## Begin

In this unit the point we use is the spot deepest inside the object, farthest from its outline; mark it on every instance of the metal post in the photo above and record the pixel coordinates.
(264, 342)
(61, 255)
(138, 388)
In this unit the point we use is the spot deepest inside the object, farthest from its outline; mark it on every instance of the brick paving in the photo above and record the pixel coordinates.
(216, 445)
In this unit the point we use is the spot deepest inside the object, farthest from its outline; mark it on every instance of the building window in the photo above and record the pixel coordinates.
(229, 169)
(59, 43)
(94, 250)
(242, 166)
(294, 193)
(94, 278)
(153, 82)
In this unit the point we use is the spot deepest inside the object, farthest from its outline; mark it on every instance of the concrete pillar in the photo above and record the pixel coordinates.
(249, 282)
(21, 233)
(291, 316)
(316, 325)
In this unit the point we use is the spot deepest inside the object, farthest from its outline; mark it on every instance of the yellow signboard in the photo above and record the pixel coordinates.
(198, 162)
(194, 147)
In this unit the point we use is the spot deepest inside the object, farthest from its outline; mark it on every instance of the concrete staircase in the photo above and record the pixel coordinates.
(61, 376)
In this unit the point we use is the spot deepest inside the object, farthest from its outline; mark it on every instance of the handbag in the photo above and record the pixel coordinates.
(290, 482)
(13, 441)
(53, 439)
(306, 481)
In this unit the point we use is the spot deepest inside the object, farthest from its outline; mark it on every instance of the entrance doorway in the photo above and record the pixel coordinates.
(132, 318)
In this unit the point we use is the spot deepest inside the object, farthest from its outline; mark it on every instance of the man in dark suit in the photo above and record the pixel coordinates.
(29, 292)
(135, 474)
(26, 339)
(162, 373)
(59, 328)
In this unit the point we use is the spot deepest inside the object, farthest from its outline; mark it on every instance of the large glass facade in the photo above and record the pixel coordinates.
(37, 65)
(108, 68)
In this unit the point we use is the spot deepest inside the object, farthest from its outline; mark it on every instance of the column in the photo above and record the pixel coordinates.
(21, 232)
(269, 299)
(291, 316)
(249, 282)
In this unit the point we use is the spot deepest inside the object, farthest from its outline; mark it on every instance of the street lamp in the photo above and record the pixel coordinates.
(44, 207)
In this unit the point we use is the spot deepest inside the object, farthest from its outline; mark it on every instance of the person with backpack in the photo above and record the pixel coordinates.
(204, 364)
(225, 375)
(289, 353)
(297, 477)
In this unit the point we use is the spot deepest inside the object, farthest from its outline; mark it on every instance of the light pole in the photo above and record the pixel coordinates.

## End

_Task statement_
Print all of the data exactly as it was given.

_Response_
In this unit the point we use is the spot deepest inside the object, farthest from its outline; mark it on every instance of the metal post in the photo above and record the pixel coordinates.
(264, 342)
(61, 255)
(138, 388)
In this unit the point we use is the spot deepest inside the object, farthest from its outline; mark it on every instance of the brick paving in the photo above and record the pixel coordinates.
(216, 445)
In this unit the point we use is the spot deepest inside the object, farthest from its outline; mark it on every instance of the building window in the photo above and record the pixel coordinates.
(229, 169)
(59, 43)
(94, 250)
(242, 166)
(294, 193)
(94, 278)
(153, 82)
In this unit the point we use is the spot deepest inside the object, farthest from its outline; mark it on every instance of the concrete pillar in the photo above and record the pixel coordinates.
(249, 282)
(21, 233)
(291, 316)
(316, 325)
In this unit the point we use is the spot deepest inside the object, farthest from its outline; mark it on every instance of the yellow signboard in the photo above and record the pixel coordinates.
(198, 162)
(194, 147)
In this unit the point we use is the spot deepest inside the object, farthest from its outline; mark it on every instance of the concrete staircase in the photo above and record the pixel coordinates.
(61, 376)
In this unit the point we use is the spot deepest inside the object, farthest from its outline; mark it on every instance of the handbag in the photo above and record the pixel coordinates.
(290, 482)
(13, 441)
(53, 439)
(306, 481)
In this unit the point we use is the spot deepest inside the object, farthest from its outline; mark it on every instance of the entrance doorway in the photo above and record the pixel coordinates.
(132, 318)
In this unit the point we use is the spot deepest inside the object, farthest from its outline; mark it on every instance of the man in dark suit in the photo above and record the pixel coordinates.
(29, 292)
(135, 474)
(26, 339)
(162, 373)
(59, 328)
In this unit the point we use is the spot deepest inside the object, farthest from its outline; mark it on every instance of the large glass facade in the photo above and record the pixel coordinates.
(37, 65)
(108, 68)
In this unit the point we use is the spot deepest inside the object, farthest from its outline; mark it on every instance of the column in the photo above and record the pixel coordinates.
(21, 232)
(269, 299)
(291, 316)
(249, 282)
In this unit the point we use is the spot deepest inside the object, farthest from its outline; mark it on every instance of the street lamp in the photo above and record the pixel coordinates.
(44, 207)
In this unit the point we use is the spot deepest inside the object, farthest from its outline; mark it on every instance of the person with backpack in the photo above and record the pixel coordinates.
(204, 364)
(225, 375)
(289, 353)
(297, 477)
In this unit the point we use is the spot deepest inside the object, farthest from its outline; mark it on every instance of the light pole in the photo above and record the pixel coordinates.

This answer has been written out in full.